_Records shown:_
=== Section Start ===
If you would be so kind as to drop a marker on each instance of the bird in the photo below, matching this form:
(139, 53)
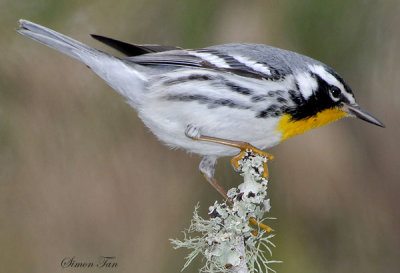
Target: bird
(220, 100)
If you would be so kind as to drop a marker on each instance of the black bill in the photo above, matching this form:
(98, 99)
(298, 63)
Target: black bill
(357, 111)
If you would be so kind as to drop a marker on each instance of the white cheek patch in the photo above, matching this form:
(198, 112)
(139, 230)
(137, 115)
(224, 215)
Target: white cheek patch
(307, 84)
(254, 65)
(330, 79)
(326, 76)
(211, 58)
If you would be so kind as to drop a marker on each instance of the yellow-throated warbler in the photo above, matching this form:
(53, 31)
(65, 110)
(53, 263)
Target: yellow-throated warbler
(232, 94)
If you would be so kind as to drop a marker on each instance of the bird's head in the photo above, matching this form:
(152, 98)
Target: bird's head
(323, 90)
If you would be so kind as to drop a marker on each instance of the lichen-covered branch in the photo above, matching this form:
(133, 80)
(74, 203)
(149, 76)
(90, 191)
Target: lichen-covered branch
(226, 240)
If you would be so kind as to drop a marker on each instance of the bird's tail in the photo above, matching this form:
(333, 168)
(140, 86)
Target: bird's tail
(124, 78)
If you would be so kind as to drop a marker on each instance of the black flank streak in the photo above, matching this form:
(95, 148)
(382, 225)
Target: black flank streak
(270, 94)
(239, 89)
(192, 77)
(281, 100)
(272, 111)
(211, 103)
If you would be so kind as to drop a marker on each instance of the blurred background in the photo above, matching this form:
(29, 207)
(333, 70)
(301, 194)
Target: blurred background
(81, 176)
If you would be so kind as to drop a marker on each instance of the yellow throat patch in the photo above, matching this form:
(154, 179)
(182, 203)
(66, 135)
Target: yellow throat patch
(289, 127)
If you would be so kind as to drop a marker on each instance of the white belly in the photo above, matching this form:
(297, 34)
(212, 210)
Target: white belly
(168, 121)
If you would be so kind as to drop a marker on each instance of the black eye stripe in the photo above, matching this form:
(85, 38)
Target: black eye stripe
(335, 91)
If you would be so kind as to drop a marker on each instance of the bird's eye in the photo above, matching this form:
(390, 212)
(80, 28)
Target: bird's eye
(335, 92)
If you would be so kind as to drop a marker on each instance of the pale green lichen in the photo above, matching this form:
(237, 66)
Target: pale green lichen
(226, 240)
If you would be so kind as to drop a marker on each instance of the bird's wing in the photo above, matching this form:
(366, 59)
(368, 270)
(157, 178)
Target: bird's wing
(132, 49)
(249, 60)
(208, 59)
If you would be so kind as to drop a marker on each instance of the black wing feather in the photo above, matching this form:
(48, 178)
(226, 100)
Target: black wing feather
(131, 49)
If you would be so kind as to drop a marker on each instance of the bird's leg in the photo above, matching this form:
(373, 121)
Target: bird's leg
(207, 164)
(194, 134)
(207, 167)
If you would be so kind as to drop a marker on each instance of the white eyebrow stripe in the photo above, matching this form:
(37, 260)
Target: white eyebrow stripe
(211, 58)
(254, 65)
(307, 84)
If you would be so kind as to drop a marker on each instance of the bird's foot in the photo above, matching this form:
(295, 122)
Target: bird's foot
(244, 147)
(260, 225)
=== Section End ===
=== Section Start ===
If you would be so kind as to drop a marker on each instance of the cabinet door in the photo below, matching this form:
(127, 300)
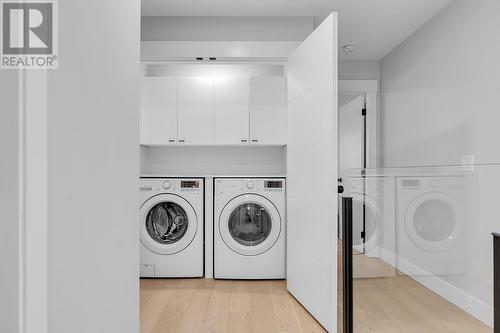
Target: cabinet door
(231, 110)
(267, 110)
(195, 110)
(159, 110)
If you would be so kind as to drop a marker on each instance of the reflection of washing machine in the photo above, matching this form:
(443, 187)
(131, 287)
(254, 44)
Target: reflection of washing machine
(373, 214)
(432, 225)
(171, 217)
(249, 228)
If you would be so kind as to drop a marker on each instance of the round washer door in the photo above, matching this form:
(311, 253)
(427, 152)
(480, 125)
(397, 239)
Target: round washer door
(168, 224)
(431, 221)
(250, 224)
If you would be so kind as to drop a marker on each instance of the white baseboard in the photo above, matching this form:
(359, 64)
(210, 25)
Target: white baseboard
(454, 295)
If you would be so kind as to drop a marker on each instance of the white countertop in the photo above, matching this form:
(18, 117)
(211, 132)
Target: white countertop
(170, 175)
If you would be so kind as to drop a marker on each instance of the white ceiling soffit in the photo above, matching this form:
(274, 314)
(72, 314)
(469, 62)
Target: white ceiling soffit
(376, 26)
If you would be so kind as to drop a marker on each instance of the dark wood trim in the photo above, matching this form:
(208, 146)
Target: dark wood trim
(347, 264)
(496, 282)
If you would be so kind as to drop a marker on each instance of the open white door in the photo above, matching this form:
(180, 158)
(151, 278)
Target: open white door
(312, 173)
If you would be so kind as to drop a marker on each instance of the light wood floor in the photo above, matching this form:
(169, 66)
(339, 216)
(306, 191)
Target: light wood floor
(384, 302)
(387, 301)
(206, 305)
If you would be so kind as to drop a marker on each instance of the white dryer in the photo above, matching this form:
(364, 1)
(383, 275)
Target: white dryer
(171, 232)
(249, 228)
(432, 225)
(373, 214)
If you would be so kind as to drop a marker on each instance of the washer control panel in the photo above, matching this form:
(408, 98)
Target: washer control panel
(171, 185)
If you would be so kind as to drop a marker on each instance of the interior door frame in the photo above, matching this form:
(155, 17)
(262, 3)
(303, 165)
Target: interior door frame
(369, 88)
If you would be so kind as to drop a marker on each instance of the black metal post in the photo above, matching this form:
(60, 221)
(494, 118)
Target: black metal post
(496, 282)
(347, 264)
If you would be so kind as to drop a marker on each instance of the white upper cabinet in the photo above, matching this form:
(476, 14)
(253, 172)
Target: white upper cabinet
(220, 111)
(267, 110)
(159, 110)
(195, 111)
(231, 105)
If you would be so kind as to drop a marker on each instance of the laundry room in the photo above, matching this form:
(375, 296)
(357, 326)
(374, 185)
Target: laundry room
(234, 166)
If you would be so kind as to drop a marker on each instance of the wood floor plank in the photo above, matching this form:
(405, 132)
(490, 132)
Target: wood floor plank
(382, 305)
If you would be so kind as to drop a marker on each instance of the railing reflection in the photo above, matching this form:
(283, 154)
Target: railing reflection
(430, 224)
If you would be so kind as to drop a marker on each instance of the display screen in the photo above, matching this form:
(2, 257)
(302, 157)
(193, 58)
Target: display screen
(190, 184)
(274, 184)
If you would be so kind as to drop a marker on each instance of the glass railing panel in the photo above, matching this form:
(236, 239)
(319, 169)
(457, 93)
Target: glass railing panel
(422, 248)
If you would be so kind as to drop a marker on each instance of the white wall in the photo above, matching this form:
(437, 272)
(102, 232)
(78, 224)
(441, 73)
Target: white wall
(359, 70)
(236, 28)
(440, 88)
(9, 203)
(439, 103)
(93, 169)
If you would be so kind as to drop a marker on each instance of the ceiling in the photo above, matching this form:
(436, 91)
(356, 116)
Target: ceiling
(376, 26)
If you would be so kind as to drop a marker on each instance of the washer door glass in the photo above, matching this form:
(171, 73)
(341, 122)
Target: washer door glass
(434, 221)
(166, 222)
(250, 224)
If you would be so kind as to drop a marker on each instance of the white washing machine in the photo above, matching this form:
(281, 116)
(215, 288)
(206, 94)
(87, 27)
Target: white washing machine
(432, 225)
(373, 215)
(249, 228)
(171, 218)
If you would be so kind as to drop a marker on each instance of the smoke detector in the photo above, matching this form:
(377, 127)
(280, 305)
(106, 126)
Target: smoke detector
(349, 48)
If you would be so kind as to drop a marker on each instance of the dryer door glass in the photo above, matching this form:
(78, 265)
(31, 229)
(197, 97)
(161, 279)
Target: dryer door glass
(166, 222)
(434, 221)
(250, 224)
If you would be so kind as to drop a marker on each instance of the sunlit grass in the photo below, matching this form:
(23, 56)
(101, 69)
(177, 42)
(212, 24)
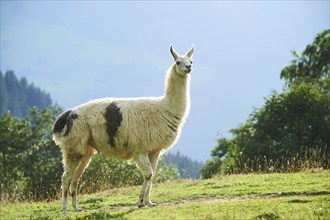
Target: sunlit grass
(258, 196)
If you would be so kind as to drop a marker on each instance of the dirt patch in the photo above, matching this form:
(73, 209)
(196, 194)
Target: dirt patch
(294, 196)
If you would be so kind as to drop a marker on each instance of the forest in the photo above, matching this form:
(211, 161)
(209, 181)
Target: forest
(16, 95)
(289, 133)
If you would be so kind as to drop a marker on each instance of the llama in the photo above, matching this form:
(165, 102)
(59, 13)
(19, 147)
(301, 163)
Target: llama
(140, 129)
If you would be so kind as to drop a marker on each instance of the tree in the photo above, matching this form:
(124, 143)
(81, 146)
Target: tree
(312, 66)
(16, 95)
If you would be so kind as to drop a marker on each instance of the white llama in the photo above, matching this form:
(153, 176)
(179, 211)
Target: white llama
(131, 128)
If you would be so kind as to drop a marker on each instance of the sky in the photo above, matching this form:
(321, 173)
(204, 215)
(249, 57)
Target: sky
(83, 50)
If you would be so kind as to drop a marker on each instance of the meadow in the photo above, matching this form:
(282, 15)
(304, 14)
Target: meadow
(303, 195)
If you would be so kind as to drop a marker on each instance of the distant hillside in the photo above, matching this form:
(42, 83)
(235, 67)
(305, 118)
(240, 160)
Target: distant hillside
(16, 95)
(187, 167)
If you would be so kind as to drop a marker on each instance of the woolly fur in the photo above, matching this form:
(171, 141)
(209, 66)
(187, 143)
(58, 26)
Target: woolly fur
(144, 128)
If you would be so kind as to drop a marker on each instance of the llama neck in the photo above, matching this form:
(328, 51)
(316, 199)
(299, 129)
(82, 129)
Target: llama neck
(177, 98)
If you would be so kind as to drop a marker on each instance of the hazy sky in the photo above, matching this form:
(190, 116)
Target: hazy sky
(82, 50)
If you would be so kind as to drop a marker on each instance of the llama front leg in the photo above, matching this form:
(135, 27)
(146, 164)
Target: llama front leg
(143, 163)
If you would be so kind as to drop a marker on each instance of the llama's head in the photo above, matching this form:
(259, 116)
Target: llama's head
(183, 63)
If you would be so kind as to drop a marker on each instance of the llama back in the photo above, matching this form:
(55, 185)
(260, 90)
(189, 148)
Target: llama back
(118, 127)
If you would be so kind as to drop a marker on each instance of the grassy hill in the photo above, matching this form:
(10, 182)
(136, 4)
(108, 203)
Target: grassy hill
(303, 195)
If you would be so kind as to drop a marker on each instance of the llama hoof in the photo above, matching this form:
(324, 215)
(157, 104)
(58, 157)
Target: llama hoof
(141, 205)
=== Section End ===
_Work item:_
Report back each line of the entries that holds the string "below".

_Answer to the problem:_
If you would be so kind as to drop a marker on each instance of the bird in the photo below, matching this form:
If you would be so kind as to drop a marker on each instance of the cabinet door in the photo below, matching this form:
If you would be so kind as to drop a marker on each instance of the sunlit grass in the photo below, matching this form:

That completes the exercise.